**Directions:**
1 > Do these statements agree with the guide to the UniLink Guestbook block below? For each, answer yes or no and quote the deciding words of the guide.
(a) A submitter's email address is shown on the public page next to the message.
(b) Approved messages appear on the page in chronological order.
(c) The Guestbook block should be placed at the top of the page.
2 > Reproduce the passage of the guide to the UniLink Guestbook block below from "A complete guide" up to and including "third-party comment tools.".

━━ Text section ━━

How to Use the Guestbook Block in UniLink (Let Visitors Leave Messages on Your Page)

A complete guide to collecting visitor messages, moderating submissions, and turning your UniLink page into a two-way conversation — without social media noise or third-party comment tools.

TL;DR:
  • The Guestbook block lets visitors leave public messages on your page that you review and approve before they appear — it is a moderated message board, not an open comment section.
  • Turn off auto-approve unless you actively monitor your page; spam and abusive content go public immediately with auto-approve enabled.
  • Set up a moderation notification email so you know when new submissions arrive — without it, messages accumulate unseen.
  • The block belongs mid-page or lower, after your main content — placing it at the top buries your offer and confuses first-time visitors about what your page is for.

Most link-in-bio pages are monologues. The creator publishes, the visitor consumes, and the interaction ends at a click. The Guestbook block changes that dynamic. It gives visitors a place to leave something behind — a thank-you from a fan, a testimonial from a client, a note from a conference attendee who wanted to say something more than what fits in an Instagram DM. Done well, it turns a static profile page into a living record of the people who've passed through. Done poorly — with auto-approve on and no moderation workflow — it becomes a spam magnet within a week. The difference is almost entirely in configuration, not in whether you use the block at all.

What the Guestbook block does

The Guestbook block adds a submission form and a message feed to your UniLink page. Visitors fill out the form — which can request a name, an email address, and a message — and submit. That submission goes into a moderation queue in your Dashboard. You review it there, then decide: approve and publish it to the public feed, edit the message before publishing, delete it, or mark it as spam. Messages you approve appear on your page in chronological order, each with the submitter's name (if provided) and a timestamp. Visitors who load the page see the feed of approved messages below the submission form.

Email collection is optional and private. If you enable the email field, the submitter's address is captured and stored in your UniLink contacts — it does not appear on the public page alongside the message. This matters for two reasons. First, it lets you follow up privately with people who leave substantive messages: a client testimonial you want to turn into a case study, a fan who mentioned they're interested in your paid content, a collaborator who reached out through the guestbook because they couldn't find another contact method. Second, it gives you a way to verify authenticity before approving a message — seeing a real email attached to a submission is a meaningful signal that the content is genuine.

The Guestbook differs from the AMA (Ask Me Anything) block in a specific way worth understanding before you choose. A Guestbook is open-ended: the visitor says what they want to say, you may or may not reply, and the message itself is the content. An AMA is structured around questions: the visitor asks, you answer, and the question-answer pair becomes a piece of content on your page. If your goal is to create a community wall of messages — fans, event attendees, clients, supporters — the Guestbook is the right choice. If your goal is to answer questions publicly and turn them into evergreen content, the AMA block is designed for that workflow instead.

Before you start

  1. Decide on moderation mode: Choose manual moderation (you review every submission before it goes public) or auto-approve (all submissions go live immediately). Manual is the right choice for nearly every use case. Auto-approve is only appropriate if you have an extremely engaged, trusted audience and you're actively watching for problems — even then, a single bad actor can put abusive content on your public page before you see it.

━━━
━━ Recorded data ━━

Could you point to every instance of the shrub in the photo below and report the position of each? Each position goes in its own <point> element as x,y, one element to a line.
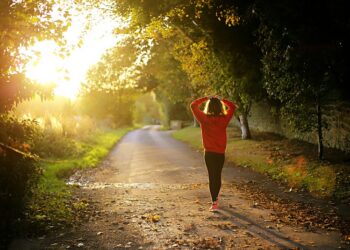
<point>19,171</point>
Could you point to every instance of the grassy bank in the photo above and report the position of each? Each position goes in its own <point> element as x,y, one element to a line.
<point>52,203</point>
<point>289,161</point>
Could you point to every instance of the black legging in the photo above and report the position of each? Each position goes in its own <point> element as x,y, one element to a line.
<point>214,162</point>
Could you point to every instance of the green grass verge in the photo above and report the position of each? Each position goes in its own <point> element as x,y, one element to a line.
<point>96,147</point>
<point>277,158</point>
<point>52,202</point>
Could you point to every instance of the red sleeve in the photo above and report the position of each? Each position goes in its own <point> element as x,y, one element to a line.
<point>200,116</point>
<point>231,108</point>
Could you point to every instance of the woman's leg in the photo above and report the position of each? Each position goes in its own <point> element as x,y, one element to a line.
<point>214,163</point>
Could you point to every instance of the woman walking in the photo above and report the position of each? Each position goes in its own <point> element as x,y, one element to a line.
<point>213,121</point>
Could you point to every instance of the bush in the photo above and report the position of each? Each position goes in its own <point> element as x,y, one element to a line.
<point>19,171</point>
<point>51,144</point>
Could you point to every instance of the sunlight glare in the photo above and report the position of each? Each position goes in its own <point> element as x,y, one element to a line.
<point>68,73</point>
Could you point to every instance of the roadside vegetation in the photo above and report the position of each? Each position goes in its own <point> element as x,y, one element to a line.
<point>291,162</point>
<point>53,203</point>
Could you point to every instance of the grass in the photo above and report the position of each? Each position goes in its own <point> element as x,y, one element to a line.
<point>292,162</point>
<point>52,203</point>
<point>96,147</point>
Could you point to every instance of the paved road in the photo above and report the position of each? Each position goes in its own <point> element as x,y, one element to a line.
<point>151,192</point>
<point>150,156</point>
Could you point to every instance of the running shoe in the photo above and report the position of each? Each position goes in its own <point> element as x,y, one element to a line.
<point>214,206</point>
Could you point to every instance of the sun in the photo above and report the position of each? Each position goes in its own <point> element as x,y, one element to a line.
<point>67,73</point>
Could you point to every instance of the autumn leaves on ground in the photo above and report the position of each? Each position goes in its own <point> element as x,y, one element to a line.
<point>77,76</point>
<point>151,192</point>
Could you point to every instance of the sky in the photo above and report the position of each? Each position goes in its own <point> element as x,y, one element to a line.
<point>47,67</point>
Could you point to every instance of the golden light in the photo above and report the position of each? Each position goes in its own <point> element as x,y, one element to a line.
<point>47,67</point>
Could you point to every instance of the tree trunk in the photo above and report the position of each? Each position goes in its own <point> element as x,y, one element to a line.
<point>243,120</point>
<point>319,131</point>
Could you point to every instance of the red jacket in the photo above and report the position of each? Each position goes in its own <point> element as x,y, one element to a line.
<point>213,128</point>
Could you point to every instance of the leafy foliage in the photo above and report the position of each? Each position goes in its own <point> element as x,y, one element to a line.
<point>19,171</point>
<point>23,23</point>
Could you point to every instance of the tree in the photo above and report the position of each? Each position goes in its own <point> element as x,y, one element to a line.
<point>202,41</point>
<point>22,23</point>
<point>304,58</point>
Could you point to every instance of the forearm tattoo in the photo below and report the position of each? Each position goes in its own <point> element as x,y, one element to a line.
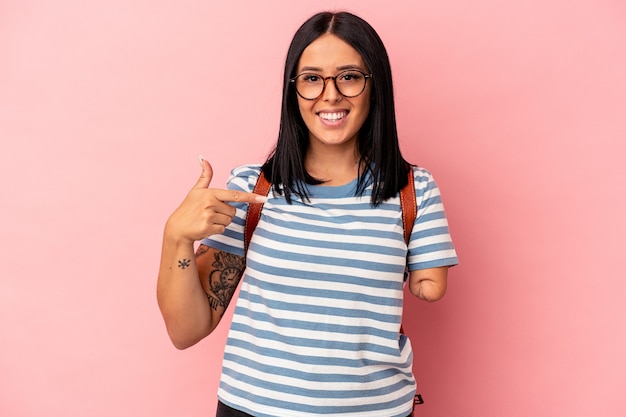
<point>226,271</point>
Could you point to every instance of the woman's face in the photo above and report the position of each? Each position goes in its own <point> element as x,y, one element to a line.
<point>333,119</point>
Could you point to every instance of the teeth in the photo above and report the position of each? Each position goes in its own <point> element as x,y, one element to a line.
<point>333,116</point>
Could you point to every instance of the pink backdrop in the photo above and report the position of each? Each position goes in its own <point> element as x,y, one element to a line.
<point>518,107</point>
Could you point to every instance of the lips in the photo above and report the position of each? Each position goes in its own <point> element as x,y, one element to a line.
<point>332,116</point>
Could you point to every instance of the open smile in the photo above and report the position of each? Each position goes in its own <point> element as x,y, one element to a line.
<point>332,117</point>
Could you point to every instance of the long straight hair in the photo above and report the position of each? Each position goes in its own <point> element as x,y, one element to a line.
<point>378,145</point>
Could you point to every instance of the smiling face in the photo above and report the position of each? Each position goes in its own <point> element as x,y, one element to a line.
<point>333,119</point>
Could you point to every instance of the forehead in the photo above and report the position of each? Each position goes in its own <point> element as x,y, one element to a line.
<point>328,52</point>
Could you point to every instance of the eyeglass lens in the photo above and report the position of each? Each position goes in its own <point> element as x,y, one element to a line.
<point>348,83</point>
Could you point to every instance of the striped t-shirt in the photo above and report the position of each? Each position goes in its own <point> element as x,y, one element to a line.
<point>315,329</point>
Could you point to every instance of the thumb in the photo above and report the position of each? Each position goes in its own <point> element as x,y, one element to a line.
<point>206,176</point>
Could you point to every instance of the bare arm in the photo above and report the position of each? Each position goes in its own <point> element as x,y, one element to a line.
<point>429,284</point>
<point>194,290</point>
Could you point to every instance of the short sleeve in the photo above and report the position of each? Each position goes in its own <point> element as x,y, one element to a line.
<point>431,244</point>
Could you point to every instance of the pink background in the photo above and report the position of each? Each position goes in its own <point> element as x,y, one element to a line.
<point>518,107</point>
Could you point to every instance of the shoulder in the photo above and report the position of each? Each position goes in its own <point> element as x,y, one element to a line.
<point>423,178</point>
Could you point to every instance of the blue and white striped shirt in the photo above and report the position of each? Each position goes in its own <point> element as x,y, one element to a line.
<point>315,329</point>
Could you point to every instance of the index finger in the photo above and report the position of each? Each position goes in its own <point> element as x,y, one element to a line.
<point>234,196</point>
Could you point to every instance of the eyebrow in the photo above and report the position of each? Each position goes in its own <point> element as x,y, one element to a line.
<point>340,68</point>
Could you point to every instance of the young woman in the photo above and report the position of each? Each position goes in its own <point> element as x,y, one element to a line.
<point>316,327</point>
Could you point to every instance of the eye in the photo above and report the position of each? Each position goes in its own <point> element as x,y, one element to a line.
<point>310,78</point>
<point>349,76</point>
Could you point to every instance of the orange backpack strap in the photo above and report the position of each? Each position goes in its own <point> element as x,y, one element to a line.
<point>262,187</point>
<point>408,203</point>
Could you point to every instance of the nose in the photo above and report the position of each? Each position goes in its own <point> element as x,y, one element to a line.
<point>330,92</point>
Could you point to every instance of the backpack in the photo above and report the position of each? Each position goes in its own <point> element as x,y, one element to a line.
<point>408,204</point>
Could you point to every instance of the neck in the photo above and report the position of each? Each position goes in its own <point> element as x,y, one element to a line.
<point>334,168</point>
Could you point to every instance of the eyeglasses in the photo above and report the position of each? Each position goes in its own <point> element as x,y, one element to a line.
<point>350,83</point>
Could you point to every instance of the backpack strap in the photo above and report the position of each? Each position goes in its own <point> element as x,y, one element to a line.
<point>408,203</point>
<point>262,187</point>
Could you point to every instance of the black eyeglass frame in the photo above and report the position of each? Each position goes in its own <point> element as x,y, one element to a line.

━━━

**Final results:**
1 >
(a) No: "it does not appear on the public page alongside the message"
(b) Yes: "Messages you approve appear on your page in chronological order"
(c) No: "The block belongs mid-page or lower, after your main content"

2 >
A complete guide to collecting visitor messages, moderating submissions, and turning your UniLink page into a two-way conversation — without social media noise or third-party comment tools.